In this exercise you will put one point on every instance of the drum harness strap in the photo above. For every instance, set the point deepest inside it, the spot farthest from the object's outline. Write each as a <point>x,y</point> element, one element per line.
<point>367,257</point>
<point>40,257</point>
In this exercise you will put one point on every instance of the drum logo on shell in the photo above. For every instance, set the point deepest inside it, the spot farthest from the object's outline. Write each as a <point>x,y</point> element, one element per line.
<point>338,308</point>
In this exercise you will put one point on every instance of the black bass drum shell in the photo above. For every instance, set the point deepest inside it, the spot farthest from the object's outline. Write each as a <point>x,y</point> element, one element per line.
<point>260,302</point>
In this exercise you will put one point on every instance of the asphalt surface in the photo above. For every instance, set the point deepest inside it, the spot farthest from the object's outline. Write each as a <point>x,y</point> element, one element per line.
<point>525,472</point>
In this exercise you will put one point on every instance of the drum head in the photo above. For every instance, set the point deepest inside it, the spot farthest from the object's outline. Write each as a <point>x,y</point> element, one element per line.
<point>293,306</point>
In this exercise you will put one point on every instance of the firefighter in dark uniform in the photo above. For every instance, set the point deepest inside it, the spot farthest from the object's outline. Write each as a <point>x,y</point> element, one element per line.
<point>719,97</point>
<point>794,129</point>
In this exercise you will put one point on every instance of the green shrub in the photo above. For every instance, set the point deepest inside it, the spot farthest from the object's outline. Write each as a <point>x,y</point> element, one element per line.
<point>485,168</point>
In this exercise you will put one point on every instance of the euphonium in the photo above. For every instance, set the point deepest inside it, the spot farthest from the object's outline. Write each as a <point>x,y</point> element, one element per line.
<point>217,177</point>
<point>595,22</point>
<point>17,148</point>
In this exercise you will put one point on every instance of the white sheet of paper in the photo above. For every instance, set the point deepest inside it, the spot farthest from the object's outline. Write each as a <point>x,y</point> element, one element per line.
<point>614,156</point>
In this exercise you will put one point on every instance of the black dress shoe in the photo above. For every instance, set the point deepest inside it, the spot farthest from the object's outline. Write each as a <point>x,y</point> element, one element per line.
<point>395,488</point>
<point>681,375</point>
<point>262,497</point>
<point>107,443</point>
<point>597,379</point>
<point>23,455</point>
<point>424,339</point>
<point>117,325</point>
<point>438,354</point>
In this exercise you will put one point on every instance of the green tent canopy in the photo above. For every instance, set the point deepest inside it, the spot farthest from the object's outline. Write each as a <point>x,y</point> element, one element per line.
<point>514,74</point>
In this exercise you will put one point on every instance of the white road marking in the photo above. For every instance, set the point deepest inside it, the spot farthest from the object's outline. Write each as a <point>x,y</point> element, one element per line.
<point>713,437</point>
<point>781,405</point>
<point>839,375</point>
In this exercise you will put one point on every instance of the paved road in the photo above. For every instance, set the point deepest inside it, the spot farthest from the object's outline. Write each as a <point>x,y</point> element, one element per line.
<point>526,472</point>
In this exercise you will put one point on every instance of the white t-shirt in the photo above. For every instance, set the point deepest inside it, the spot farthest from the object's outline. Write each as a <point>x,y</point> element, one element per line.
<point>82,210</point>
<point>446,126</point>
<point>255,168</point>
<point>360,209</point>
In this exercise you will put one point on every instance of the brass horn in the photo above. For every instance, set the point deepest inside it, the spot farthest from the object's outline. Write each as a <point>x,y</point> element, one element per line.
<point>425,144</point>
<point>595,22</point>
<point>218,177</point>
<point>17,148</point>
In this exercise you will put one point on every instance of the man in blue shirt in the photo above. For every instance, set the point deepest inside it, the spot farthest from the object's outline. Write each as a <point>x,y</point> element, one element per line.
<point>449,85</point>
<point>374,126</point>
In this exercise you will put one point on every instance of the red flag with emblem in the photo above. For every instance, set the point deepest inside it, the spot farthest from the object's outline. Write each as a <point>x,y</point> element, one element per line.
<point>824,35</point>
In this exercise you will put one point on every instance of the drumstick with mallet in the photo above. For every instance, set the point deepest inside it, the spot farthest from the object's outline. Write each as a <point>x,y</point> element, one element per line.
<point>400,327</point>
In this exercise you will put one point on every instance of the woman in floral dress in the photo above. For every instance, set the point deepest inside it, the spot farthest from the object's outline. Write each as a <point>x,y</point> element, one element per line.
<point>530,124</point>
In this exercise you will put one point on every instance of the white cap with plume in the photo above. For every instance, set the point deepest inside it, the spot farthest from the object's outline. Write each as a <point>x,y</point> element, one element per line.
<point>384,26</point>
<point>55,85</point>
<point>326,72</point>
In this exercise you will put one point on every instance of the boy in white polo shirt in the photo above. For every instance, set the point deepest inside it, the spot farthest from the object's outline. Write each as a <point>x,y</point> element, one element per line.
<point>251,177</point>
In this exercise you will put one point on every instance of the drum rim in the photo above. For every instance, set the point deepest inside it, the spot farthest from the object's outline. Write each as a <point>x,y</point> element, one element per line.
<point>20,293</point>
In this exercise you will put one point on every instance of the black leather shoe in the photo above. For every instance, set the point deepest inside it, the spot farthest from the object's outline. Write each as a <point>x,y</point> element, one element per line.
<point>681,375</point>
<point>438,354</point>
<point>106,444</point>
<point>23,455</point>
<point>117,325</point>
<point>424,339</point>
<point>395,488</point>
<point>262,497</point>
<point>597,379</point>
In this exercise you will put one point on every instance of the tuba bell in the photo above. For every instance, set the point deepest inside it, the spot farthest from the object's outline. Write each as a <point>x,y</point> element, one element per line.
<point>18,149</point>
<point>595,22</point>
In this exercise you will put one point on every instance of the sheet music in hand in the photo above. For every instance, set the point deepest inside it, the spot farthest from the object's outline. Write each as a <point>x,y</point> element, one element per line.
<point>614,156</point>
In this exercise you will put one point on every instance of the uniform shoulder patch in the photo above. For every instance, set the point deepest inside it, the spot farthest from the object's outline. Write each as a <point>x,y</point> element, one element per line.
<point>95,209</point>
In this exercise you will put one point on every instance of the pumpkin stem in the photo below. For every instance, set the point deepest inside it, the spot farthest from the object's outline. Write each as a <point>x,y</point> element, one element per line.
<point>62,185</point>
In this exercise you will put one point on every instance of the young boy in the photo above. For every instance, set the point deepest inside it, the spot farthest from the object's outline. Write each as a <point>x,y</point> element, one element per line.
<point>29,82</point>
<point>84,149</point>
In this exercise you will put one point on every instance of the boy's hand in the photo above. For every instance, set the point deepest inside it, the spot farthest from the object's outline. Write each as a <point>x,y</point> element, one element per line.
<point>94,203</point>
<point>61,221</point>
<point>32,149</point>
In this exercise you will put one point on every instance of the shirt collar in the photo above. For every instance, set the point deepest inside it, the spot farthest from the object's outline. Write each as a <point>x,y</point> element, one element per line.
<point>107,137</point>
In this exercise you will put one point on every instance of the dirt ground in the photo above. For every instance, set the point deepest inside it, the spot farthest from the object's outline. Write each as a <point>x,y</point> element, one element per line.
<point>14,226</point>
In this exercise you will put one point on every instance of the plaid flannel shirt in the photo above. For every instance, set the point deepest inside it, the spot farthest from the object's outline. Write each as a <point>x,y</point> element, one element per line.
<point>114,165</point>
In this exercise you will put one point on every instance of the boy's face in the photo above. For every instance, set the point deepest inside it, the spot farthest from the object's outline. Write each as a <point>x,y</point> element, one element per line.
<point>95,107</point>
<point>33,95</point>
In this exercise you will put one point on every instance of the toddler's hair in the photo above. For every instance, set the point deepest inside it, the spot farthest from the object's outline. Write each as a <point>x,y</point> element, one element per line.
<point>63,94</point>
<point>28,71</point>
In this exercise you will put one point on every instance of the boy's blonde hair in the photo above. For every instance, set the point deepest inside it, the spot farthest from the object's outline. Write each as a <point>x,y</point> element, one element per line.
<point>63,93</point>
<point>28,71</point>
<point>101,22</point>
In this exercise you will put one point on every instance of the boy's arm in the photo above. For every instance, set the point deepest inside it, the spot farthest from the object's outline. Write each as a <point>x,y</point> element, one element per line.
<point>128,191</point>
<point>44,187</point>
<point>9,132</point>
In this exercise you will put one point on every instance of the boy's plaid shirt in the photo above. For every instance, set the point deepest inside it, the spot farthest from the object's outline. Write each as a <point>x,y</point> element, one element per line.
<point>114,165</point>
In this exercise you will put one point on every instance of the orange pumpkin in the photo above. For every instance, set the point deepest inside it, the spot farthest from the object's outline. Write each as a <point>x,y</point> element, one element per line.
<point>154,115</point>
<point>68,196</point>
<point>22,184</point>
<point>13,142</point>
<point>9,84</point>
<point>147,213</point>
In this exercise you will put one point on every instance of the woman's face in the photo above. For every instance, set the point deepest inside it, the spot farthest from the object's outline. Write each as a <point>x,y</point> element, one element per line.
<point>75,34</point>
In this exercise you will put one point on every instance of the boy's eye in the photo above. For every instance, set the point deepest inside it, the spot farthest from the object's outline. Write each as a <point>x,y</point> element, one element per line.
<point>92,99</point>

■ **Your task**:
With the line containing "the boy's eye" as the first and the last line of the data as the final one, copy every line between them exactly, those two included.

■ **Task answer**:
In this exercise you will put one point on every instance of the boy's eye in the photo above. For every instance, set the point deepest inside it, the spot farthest from the object's outline. Write each as a <point>x,y</point> element, one element per line.
<point>92,99</point>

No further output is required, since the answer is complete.